◆ WHAT IS BEING ASKED
Convert the records below, from the line that contains "target: sky" through the end of the records, into a JSON list of strings with one string per line, leaving out blank lines.

◆ PROVIDED MATERIAL
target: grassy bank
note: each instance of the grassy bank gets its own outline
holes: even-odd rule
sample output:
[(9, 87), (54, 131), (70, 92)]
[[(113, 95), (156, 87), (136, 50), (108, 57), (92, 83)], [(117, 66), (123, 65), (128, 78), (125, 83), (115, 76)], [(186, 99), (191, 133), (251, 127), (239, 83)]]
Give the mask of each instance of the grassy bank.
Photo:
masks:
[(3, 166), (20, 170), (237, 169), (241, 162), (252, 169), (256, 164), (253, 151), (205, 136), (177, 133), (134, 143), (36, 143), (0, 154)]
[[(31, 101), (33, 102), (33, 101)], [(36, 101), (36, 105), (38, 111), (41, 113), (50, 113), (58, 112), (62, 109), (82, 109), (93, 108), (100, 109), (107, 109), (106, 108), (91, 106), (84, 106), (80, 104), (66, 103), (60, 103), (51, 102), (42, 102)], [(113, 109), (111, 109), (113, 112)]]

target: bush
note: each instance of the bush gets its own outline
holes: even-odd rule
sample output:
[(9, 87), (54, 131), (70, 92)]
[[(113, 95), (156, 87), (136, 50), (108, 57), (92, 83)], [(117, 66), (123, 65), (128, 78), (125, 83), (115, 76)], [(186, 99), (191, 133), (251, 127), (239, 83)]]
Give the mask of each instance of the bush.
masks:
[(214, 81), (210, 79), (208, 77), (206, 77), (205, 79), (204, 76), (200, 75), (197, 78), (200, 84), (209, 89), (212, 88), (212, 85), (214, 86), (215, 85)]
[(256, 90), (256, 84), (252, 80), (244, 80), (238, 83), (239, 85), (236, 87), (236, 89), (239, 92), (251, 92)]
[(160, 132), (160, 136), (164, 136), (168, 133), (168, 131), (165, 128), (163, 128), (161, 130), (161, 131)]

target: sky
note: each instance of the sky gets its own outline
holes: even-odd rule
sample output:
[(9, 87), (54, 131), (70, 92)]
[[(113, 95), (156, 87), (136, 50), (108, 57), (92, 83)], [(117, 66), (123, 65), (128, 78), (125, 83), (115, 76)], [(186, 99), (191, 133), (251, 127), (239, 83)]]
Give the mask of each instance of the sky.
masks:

◆ FINAL ANSWER
[
  "target: sky",
  "note: each instance of the sky gets its own outline",
  "holes: even-odd rule",
  "sample output:",
  "[(9, 87), (54, 131), (70, 92)]",
  "[[(113, 95), (156, 87), (136, 50), (108, 57), (92, 83)], [(117, 66), (123, 65), (128, 78), (125, 83), (115, 76)], [(186, 99), (191, 133), (251, 127), (239, 83)]]",
  "Give the mask of each instance of the sky.",
  "masks:"
]